● **Data**
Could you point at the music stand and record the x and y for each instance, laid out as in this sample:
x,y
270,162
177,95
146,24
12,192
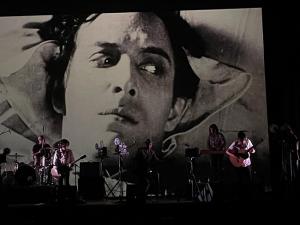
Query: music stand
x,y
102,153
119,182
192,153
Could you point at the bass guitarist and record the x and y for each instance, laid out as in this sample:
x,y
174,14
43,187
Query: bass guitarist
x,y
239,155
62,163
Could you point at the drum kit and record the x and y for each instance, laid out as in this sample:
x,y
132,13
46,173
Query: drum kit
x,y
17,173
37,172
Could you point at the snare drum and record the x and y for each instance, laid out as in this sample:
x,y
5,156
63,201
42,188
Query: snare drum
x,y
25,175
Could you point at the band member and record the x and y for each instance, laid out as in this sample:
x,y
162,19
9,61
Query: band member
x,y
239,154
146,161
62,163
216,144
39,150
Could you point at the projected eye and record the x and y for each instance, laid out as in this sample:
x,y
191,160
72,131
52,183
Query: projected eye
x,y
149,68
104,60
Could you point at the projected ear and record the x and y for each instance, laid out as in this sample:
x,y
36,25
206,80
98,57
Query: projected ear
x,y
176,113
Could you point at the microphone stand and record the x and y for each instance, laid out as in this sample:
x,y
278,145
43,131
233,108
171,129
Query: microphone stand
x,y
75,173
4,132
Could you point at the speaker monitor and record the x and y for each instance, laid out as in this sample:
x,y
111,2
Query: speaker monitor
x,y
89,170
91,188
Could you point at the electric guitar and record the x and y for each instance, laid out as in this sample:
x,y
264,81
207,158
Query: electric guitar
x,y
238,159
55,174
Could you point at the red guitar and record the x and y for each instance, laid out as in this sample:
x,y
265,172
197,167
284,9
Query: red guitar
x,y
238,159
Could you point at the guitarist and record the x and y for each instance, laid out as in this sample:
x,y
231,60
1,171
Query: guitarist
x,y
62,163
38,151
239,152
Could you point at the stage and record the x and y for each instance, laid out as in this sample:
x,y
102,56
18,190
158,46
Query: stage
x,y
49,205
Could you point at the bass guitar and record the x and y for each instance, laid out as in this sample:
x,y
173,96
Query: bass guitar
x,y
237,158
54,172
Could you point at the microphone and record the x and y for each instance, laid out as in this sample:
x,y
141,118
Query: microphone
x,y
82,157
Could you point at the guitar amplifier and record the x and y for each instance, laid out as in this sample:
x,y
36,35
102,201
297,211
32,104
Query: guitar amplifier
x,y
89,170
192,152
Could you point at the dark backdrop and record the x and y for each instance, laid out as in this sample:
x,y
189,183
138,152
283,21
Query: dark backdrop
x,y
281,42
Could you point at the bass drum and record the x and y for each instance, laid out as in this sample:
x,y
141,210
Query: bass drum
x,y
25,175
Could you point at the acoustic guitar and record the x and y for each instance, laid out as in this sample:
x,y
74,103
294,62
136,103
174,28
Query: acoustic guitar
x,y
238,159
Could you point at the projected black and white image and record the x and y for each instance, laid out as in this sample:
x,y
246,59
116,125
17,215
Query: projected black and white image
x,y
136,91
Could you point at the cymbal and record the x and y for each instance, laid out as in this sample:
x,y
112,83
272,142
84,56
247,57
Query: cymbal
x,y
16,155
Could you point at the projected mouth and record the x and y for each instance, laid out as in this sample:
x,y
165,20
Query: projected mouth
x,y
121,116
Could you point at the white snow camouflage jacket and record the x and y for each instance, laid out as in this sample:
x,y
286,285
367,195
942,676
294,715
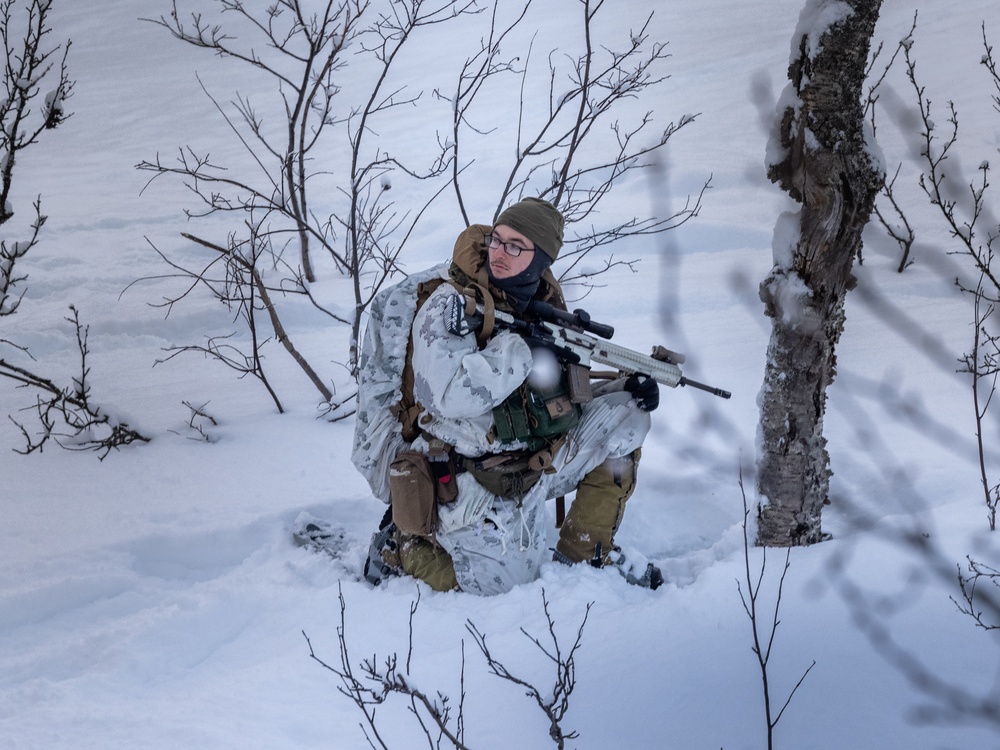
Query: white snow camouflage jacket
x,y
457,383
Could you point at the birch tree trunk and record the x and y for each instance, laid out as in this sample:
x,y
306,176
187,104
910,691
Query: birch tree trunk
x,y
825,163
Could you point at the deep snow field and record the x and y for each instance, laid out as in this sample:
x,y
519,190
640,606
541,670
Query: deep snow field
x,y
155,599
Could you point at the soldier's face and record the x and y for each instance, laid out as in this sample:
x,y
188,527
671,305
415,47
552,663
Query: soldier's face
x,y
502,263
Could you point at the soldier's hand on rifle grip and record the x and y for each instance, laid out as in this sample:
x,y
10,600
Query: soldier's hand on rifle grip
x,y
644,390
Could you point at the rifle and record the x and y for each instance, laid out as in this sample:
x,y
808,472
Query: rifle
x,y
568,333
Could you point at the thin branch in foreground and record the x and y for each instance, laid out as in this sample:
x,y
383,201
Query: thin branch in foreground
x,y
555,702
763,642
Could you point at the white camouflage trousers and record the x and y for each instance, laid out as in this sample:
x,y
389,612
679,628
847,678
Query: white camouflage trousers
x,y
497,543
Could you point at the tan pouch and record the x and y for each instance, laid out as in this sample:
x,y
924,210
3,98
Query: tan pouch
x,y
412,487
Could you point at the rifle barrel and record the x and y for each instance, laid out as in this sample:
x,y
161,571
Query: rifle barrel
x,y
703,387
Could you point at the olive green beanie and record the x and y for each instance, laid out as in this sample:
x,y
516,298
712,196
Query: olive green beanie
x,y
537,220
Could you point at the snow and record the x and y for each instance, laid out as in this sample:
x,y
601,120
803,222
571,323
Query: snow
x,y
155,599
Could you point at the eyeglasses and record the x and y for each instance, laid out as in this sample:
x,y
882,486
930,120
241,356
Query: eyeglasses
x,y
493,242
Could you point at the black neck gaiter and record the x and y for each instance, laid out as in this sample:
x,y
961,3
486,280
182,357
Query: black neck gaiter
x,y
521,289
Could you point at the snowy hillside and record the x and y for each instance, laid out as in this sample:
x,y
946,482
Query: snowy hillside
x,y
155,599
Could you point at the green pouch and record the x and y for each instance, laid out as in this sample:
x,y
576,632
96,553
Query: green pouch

● **Short exercise**
Copy exactly the lines from the one containing "Could you point at the eyeglasses" through the last line of the records, both included, and nothing else.

● **Reply**
Could you point at the eyeglasses and record the x and y for each instance, laid out as in this sample:
x,y
882,486
930,120
241,356
Query: eyeglasses
x,y
493,242
Could you point at the black neck gaiter and record the x and y for each instance, laid out as in this sample:
x,y
961,3
486,280
182,357
Query: black neck gaiter
x,y
521,289
Could you point at the snowy hillside and record the x and y for each instance, laid out as in this sample:
x,y
946,482
Query: snowy hillside
x,y
155,599
Could you point at the green pouch and record the x and y for each instance, laid out as in this sample:
x,y
576,632
96,553
Query: green pouch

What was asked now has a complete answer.